#### DATASET CONTENT ####

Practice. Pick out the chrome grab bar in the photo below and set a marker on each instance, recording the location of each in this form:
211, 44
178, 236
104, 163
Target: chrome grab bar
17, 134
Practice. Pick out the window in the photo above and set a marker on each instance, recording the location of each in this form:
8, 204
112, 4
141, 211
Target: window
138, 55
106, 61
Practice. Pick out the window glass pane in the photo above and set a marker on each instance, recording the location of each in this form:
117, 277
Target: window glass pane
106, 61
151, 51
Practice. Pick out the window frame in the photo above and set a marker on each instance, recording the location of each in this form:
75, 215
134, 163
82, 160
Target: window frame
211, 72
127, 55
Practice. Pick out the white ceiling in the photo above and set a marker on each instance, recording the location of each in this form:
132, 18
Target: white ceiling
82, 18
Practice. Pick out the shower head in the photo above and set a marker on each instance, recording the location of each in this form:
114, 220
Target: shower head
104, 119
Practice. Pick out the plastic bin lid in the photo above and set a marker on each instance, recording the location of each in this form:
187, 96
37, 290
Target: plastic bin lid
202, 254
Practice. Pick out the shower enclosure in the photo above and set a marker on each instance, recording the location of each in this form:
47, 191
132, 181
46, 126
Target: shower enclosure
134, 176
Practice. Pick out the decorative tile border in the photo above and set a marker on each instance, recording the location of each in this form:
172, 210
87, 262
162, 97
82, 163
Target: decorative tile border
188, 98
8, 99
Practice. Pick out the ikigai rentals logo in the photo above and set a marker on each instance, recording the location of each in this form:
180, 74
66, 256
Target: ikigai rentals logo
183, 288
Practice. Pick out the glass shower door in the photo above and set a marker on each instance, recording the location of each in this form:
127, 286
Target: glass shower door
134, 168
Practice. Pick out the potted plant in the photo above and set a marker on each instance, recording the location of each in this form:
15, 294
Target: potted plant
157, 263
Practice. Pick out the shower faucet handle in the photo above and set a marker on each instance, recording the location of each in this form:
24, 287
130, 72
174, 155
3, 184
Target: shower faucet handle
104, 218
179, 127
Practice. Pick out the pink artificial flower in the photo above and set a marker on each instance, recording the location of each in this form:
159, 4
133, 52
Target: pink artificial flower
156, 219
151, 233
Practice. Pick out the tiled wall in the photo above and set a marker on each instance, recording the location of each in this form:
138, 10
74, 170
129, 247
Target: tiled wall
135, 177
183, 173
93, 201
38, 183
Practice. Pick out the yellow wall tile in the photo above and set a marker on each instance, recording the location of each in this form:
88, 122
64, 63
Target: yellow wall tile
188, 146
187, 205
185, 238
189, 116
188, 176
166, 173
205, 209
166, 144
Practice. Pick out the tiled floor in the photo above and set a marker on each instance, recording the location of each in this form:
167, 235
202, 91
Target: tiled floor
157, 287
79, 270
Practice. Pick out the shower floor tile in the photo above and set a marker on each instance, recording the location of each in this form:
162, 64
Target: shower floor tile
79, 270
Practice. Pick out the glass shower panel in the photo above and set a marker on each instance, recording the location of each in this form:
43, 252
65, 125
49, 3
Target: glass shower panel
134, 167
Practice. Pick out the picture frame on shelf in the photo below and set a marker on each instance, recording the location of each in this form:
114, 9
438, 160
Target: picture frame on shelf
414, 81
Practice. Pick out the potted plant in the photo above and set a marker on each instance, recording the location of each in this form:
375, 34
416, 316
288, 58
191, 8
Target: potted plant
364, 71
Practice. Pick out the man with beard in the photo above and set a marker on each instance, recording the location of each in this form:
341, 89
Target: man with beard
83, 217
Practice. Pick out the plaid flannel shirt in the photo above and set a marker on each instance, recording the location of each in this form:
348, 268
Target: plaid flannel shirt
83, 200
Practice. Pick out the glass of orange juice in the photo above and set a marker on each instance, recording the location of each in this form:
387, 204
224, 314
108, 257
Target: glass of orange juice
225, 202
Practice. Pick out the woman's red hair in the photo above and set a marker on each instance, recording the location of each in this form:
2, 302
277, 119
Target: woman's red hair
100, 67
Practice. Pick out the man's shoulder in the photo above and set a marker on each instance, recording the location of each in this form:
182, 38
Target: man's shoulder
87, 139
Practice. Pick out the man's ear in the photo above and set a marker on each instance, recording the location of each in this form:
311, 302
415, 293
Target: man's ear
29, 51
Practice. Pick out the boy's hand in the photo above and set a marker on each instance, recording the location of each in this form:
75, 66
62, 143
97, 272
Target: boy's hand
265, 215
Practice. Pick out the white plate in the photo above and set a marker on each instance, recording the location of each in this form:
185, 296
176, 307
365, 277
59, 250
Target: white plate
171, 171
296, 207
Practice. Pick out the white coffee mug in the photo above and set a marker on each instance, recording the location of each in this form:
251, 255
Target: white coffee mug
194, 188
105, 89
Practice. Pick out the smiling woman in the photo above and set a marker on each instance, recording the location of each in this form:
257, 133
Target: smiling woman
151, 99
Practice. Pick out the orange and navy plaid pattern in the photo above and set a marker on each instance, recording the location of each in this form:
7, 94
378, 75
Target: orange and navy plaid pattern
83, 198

####
#### DATASET CONTENT ####

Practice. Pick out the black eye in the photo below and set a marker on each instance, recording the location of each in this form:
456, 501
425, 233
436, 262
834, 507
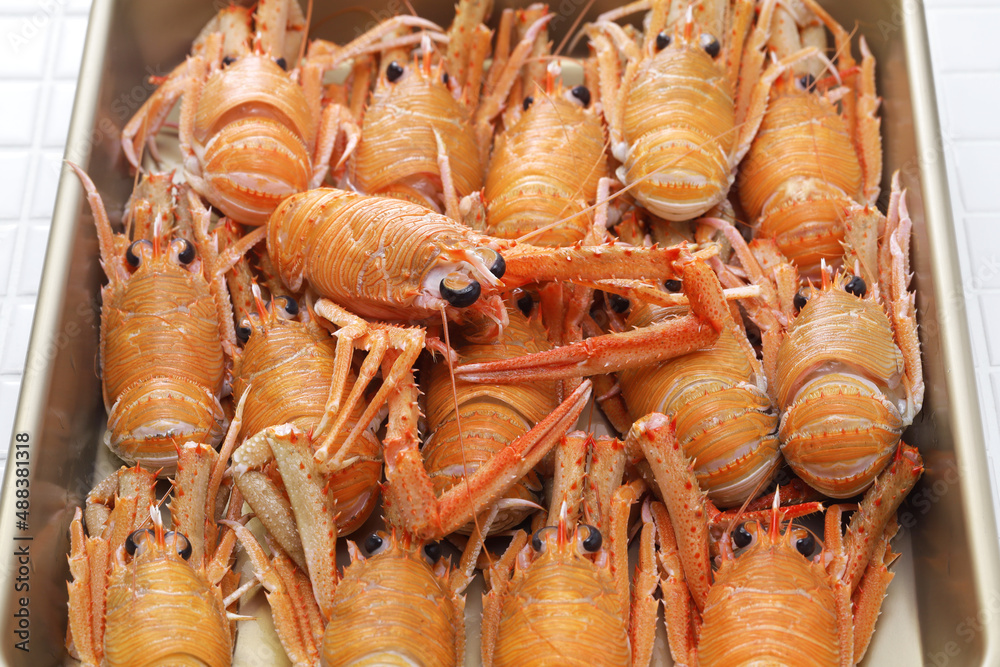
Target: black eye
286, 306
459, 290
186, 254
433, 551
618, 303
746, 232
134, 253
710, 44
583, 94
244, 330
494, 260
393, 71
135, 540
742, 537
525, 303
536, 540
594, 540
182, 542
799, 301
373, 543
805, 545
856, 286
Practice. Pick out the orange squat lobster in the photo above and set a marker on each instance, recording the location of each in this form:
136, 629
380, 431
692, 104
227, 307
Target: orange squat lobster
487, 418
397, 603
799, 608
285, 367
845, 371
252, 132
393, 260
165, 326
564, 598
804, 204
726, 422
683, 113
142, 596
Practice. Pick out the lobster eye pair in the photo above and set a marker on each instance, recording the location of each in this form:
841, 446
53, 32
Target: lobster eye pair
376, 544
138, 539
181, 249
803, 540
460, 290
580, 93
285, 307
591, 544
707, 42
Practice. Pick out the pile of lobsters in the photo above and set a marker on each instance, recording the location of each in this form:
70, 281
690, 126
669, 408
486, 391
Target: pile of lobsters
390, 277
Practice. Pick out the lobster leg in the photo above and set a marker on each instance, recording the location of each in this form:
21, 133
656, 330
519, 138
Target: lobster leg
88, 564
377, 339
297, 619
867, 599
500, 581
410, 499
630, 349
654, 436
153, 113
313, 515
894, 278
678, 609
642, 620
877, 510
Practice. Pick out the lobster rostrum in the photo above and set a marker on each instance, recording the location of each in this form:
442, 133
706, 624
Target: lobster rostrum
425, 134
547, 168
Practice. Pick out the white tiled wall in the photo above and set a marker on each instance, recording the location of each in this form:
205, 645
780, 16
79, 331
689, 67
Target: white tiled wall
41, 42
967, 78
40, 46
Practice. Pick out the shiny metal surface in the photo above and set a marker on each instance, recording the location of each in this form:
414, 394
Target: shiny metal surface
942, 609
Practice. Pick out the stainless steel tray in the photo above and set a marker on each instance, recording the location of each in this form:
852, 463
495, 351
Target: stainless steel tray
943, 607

####
#### DATASET CONTENT ####

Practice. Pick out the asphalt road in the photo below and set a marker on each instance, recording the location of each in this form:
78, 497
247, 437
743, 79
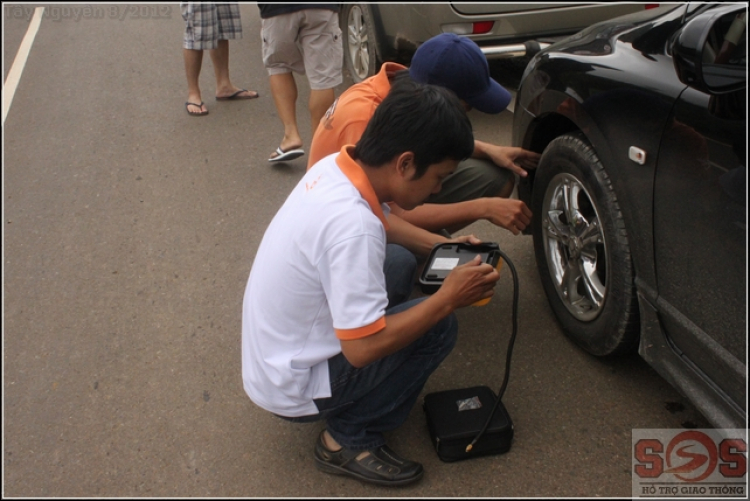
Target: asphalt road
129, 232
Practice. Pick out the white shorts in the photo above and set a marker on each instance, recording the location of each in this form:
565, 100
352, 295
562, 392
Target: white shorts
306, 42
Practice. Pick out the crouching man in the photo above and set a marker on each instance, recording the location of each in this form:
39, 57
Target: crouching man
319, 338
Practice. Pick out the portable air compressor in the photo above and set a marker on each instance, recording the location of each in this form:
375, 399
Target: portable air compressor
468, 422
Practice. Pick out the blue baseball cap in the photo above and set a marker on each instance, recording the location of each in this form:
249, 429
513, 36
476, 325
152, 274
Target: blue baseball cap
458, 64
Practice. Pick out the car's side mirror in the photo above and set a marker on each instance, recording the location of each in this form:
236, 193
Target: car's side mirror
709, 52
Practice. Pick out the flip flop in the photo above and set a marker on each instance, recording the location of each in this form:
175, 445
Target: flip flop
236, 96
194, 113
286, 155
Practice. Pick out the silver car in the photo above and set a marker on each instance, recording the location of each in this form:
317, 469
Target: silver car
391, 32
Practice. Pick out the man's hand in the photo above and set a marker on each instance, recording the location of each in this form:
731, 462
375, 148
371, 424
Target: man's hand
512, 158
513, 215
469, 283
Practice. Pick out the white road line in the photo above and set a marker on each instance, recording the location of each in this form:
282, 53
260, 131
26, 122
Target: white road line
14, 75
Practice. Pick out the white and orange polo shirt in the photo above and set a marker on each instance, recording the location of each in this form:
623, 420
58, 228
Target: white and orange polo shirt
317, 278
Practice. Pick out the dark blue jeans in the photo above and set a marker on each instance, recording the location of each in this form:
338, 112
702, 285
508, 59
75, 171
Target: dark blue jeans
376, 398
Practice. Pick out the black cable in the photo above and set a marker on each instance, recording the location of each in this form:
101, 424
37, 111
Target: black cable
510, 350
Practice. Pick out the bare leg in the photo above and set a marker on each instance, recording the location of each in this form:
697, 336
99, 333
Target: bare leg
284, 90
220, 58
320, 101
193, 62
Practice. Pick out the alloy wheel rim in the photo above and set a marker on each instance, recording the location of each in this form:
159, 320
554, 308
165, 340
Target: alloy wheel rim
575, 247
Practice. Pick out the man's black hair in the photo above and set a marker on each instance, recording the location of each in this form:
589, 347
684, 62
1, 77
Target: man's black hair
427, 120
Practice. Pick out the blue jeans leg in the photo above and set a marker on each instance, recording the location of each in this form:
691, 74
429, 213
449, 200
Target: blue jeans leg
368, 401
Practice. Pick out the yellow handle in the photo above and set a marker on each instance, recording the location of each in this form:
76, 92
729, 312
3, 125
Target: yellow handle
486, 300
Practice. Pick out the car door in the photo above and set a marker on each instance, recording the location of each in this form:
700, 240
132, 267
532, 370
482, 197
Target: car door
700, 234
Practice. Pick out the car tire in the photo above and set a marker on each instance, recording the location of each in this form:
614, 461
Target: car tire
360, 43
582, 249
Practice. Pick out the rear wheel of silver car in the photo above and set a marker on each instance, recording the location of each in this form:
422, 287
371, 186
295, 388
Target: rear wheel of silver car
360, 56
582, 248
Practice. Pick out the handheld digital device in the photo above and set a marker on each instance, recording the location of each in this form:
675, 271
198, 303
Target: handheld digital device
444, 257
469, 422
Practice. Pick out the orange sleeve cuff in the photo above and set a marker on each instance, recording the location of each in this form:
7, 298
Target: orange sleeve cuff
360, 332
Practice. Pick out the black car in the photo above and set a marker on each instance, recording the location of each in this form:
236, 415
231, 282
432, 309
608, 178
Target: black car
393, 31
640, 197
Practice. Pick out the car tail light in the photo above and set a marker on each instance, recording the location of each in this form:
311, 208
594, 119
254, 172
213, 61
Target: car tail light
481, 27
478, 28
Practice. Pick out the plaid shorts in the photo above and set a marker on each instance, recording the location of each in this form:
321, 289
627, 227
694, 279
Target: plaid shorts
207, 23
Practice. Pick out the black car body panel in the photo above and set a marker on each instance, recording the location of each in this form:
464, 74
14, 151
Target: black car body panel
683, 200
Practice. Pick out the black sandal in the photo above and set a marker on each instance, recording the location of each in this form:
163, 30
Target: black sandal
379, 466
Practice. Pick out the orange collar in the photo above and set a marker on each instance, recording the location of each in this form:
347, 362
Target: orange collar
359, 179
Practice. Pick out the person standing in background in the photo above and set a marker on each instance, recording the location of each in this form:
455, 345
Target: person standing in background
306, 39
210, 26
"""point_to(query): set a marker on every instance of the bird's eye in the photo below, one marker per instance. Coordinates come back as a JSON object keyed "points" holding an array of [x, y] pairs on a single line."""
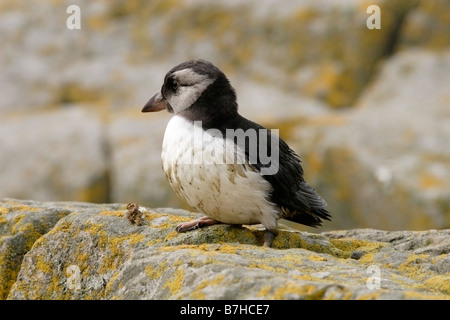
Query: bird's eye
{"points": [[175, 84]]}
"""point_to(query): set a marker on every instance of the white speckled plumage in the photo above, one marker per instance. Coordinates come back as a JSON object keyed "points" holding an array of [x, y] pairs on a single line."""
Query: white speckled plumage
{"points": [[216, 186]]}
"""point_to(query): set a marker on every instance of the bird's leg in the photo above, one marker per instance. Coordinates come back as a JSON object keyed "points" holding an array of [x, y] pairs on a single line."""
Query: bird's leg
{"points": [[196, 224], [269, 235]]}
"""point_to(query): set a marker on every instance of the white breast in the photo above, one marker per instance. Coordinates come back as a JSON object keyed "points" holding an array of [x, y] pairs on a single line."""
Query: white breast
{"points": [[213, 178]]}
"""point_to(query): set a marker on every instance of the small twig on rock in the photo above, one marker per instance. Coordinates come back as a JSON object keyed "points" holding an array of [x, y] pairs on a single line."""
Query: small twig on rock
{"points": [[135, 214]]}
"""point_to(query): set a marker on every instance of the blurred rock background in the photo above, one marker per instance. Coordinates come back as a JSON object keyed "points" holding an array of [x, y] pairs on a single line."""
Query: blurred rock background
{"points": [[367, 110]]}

####

__BRIEF__
Above are the records; copy every line in them that holds the word "pairs".

__WRITTEN SOLUTION__
"""point_to(query): set a marker on every instance of the bird's eye in the photo below, one marker per instance. Coordinates come back as a JSON object keyed "points" holding an array of [x, y] pairs on a single line."""
"""point_to(query): set a marker on every instance of the white speckled plumage in the photo above, one marker per instance. Coordinates come back as a JSON object keyed "points" holding an array of [x, y] pairs on a single line."""
"""point_to(query): set a marker on every instance of the bird's leg in the photo above, one marker per instance. Coordinates come back as a JSON object keyed "points" holding an array of [x, y] pairs on a single line."""
"""point_to(query): set a marker on every instance of the white breast in the photo above, one marker per instance. Coordinates come back as a JSON object keyed "points" holding an array of [x, y] pairs on a single line."""
"""point_to(query): set a marker on every instance of the small twig on rock in the photo above, one marker per instance. Coordinates come back as a JSON object keyed "points" holding an array of [x, y] pairs on a single line."""
"""point_to(query): set a marker on every instance of the blurred rock background in the photo above, one marker per instance. Coordinates come back as a JSON object keyed "points" holding an array of [x, y] pairs on a single line."""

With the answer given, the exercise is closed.